== Extrait source ==
Par Burak Bekdil – Gatestone

  • Une volonté obsessionnelle de restaurer l’ancienne gloire impériale turque amène Erdoğan à se tourner désormais vers l’est. La Turquie tente une alliance stratégique islamo/pan-turque avec l’Azerbaïdjan et le Pakistan à laquelle il ajoute des alliances tactiques avec l’Iran, le Qatar et le Bangladesh.
  • Son idée est de réunir trois nations musulmanes : la Turquie, membre de l’OTAN ; l’Azerbaïdjan riche en hydrocarbures et de plus en plus solidement armée ; et le Pakistan puissamment doté d’un arsenal nucléaire.
  • Erdoğan s’est rendu plus de 20 fois en Azerbaïdjan au cours de sa présidence ; et cela n’a rien d’une coïncidence.
  • Ankara pense que le retrait américain d’Afghanistan a ouvert un espace pour un leadership de la Turquie et du Pakistan.

Les perspectives apparaissent prometteuses. Mais il n’en est rien.

Le passage de la simple coopération entre États turcophones d’Asie centrale à une union politique dans le but d’affaiblir l’influence de Pékin et de Moscou ne risque pas de passer inaperçue à Pékin ou à Moscou.

En théorie, l’Iran est le « frère musulman » de la Turquie. En réalité, l’Iran (chiite) est le rival historique de la Turquie (sunnite), mais aussi son concurrent transfrontalier en Irak à majorité chiite et en Syrie sous domination politique chiite.

Et puis, il y a la Russie. L’Azerbaïdjan est plus un territoire russe qu’un territoire turc. Les Azéris russophones sont plus nombreux que ceux qui se plaisent à scander en turc « une nation, deux États ». Le Pakistan est devenu l’allié le plus puissant de la Chine et semble se satisfaire d’être devenu un territoire chinois.

== Consigne donnée a ==
Reproduisez à l'identique toutes les lignes du listing ci-dessous, en omettant les images.

== Données disponibles ==

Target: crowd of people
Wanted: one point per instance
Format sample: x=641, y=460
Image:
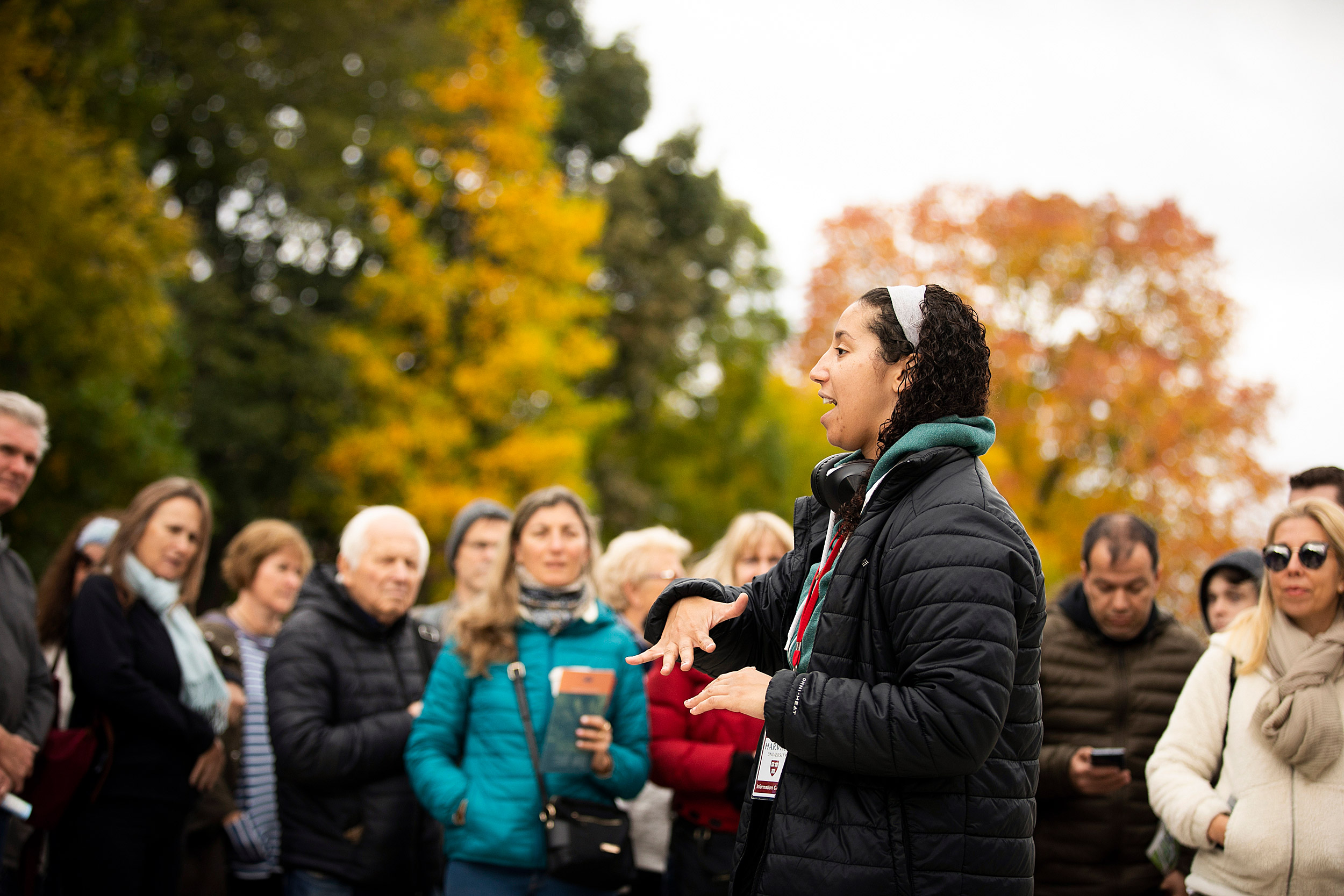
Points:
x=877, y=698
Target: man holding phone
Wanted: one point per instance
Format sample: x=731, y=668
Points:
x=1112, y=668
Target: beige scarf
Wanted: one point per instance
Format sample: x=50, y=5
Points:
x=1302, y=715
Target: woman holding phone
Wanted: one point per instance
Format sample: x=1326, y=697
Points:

== Consigne donnée b ==
Selon l'extrait sur la politique étrangère d'Erdoğan, avec quels pays la Turquie ajoute-t-elle des alliances tactiques ?

== Réponse correcte a ==
Target: crowd of people
Wanted: one point per instance
Format sample: x=641, y=460
Image:
Points:
x=877, y=698
Target: man holding phone
Wanted: one point per instance
Format sample: x=731, y=668
Points:
x=1112, y=668
Target: beige scarf
Wanted: one point per instance
Format sample: x=50, y=5
Points:
x=1302, y=715
Target: woman holding phone
Wanted: one point per instance
Format sample: x=1326, y=697
Points:

== Réponse correcte b ==
L'Iran, le Qatar et le Bangladesh.